START PROVIDED ENTRIES
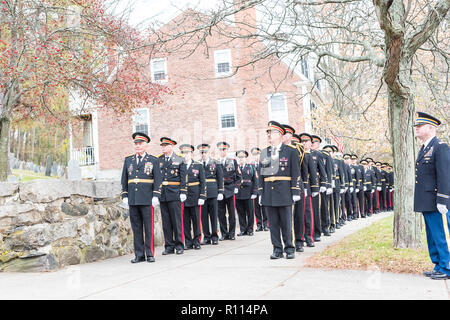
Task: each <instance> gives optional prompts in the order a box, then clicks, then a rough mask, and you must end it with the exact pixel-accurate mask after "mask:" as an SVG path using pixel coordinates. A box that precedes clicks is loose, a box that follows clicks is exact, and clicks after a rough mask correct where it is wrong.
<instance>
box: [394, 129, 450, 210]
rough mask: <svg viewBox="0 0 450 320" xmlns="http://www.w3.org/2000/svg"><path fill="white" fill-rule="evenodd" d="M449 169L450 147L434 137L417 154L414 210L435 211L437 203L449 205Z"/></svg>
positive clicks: (449, 187) (436, 208)
mask: <svg viewBox="0 0 450 320" xmlns="http://www.w3.org/2000/svg"><path fill="white" fill-rule="evenodd" d="M449 170H450V149H449V147H448V145H447V144H446V143H443V142H440V141H439V139H438V138H436V137H434V138H433V139H432V140H431V141H430V143H428V146H427V147H426V148H425V149H423V148H421V149H420V151H419V154H418V156H417V160H416V183H415V190H414V211H416V212H424V211H437V207H436V205H437V204H438V203H439V204H443V205H446V206H447V209H448V208H449V207H450V206H449V203H450V202H449V198H450V171H449ZM392 180H393V179H392Z"/></svg>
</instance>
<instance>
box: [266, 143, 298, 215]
mask: <svg viewBox="0 0 450 320" xmlns="http://www.w3.org/2000/svg"><path fill="white" fill-rule="evenodd" d="M271 149H272V148H271V147H267V148H265V149H263V150H262V151H261V155H260V160H259V164H260V166H261V175H260V177H259V190H260V191H262V199H261V204H262V205H263V206H269V207H284V206H290V205H292V204H293V200H292V196H294V195H298V196H300V195H301V194H300V191H301V190H300V182H301V175H300V159H299V155H298V151H297V150H296V149H295V148H293V147H290V146H287V145H285V144H281V147H280V150H279V152H278V156H277V157H276V158H274V159H272V150H271Z"/></svg>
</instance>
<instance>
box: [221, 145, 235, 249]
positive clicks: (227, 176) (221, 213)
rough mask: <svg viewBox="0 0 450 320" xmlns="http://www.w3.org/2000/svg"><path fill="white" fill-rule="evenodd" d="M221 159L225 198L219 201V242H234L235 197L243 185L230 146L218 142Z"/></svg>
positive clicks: (221, 165)
mask: <svg viewBox="0 0 450 320" xmlns="http://www.w3.org/2000/svg"><path fill="white" fill-rule="evenodd" d="M217 148H218V149H219V153H220V157H219V159H218V161H219V163H220V165H221V166H222V170H223V184H224V188H225V192H224V198H223V200H220V201H219V226H220V233H221V235H222V236H221V237H220V239H219V240H221V241H223V240H234V239H235V234H236V208H235V199H236V197H235V195H236V194H237V193H238V192H239V186H240V185H241V172H240V169H239V166H238V164H237V161H236V159H232V158H229V157H228V155H227V153H228V150H229V148H230V145H229V144H228V143H227V142H225V141H222V142H218V143H217ZM227 211H228V218H227Z"/></svg>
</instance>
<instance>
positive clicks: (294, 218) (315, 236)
mask: <svg viewBox="0 0 450 320" xmlns="http://www.w3.org/2000/svg"><path fill="white" fill-rule="evenodd" d="M266 132H267V138H268V143H269V145H270V146H268V147H266V148H264V149H260V148H258V147H253V148H252V149H251V150H250V152H248V151H246V150H238V151H236V152H235V153H234V156H230V145H229V144H228V143H227V142H225V141H221V142H218V143H217V144H216V148H217V150H218V151H219V157H218V158H216V159H213V158H212V157H211V146H210V145H209V144H200V145H198V146H197V150H198V151H199V152H200V155H201V158H200V159H198V160H197V161H196V160H194V159H193V154H194V150H195V147H194V146H192V145H190V144H182V145H180V147H179V151H180V153H176V152H175V146H176V145H177V142H176V141H174V140H173V139H171V138H168V137H162V138H161V139H160V142H161V143H160V145H161V148H162V152H163V153H162V154H161V155H159V156H152V155H149V154H147V153H146V151H145V150H146V148H147V145H148V143H149V142H150V138H149V137H148V136H147V135H146V134H144V133H139V132H136V133H134V134H133V135H132V137H133V141H134V146H135V154H133V155H130V156H128V157H126V158H125V161H124V166H123V171H122V193H121V196H122V199H123V202H124V203H127V204H128V205H129V210H130V222H131V227H132V230H133V236H134V251H135V258H134V259H133V260H132V261H131V262H132V263H136V262H142V261H148V262H154V261H155V258H154V256H155V254H154V241H153V224H154V208H155V207H156V206H158V205H159V206H160V208H161V218H162V226H163V233H164V251H163V253H162V254H163V255H168V254H175V253H176V254H183V253H184V250H190V249H194V250H199V249H201V248H202V246H205V245H218V244H219V241H225V240H235V237H236V236H239V237H243V236H253V235H254V232H260V231H269V230H270V238H271V242H272V246H273V253H272V255H271V256H270V258H271V259H278V258H282V257H284V255H283V252H284V253H286V258H287V259H292V258H294V257H295V252H302V251H304V249H303V248H304V245H306V246H307V247H313V246H314V243H315V242H317V241H320V237H321V236H322V235H323V236H331V234H332V233H334V232H335V230H336V229H339V228H342V227H343V226H344V225H345V224H346V223H347V222H348V221H353V220H357V219H359V218H366V217H370V216H372V214H377V213H380V212H383V211H389V210H392V209H393V206H394V192H393V191H394V178H393V172H392V166H391V165H389V164H388V163H381V162H375V161H374V160H373V159H371V158H366V159H361V160H360V161H359V162H358V156H357V155H355V154H348V153H346V154H344V155H341V154H340V153H339V152H338V151H339V150H338V149H337V147H336V146H333V145H326V146H324V147H323V148H322V149H321V150H319V147H320V144H321V142H322V140H321V138H320V137H318V136H316V135H310V134H308V133H300V134H296V133H295V129H294V128H292V127H291V126H289V125H282V124H279V123H277V122H275V121H270V122H269V123H268V128H267V131H266ZM236 213H237V217H238V219H237V220H238V221H236ZM237 222H238V223H239V233H237V230H236V224H237Z"/></svg>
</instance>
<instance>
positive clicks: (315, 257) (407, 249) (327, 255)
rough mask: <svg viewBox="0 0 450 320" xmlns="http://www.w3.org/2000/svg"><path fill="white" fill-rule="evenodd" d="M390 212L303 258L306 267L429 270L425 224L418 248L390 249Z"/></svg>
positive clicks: (408, 272)
mask: <svg viewBox="0 0 450 320" xmlns="http://www.w3.org/2000/svg"><path fill="white" fill-rule="evenodd" d="M393 220H394V215H391V216H389V217H386V218H385V219H382V220H380V221H379V222H377V223H374V224H372V225H371V226H369V227H367V228H365V229H362V230H360V231H358V232H356V233H354V234H352V235H350V236H348V237H346V238H344V239H343V240H342V241H340V242H339V243H337V244H335V245H332V246H330V247H328V248H327V249H326V250H324V251H322V252H321V253H319V254H317V255H314V256H313V257H311V258H309V259H308V260H307V263H306V266H307V267H314V268H326V269H363V270H372V269H375V270H379V271H387V272H397V273H414V274H422V273H423V272H424V271H426V270H431V269H432V268H433V267H434V265H433V264H432V263H431V260H430V257H429V255H428V250H427V242H426V236H425V225H424V224H423V226H424V227H423V232H422V243H423V248H422V249H417V250H416V249H394V248H393V246H392V244H393Z"/></svg>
END PROVIDED ENTRIES
▶ _ABOUT THIS EXERCISE_
Would you output, from the records above, exactly the run of lines that starts at the line containing "positive clicks: (315, 257)" and ends at the line containing "212L303 258L306 267L429", and only that run?

▶ _YOUR SOLUTION_
positive clicks: (315, 257) (407, 249) (327, 255)
rough mask: <svg viewBox="0 0 450 320" xmlns="http://www.w3.org/2000/svg"><path fill="white" fill-rule="evenodd" d="M390 212L303 258L306 267L429 270L425 224L418 248L390 249Z"/></svg>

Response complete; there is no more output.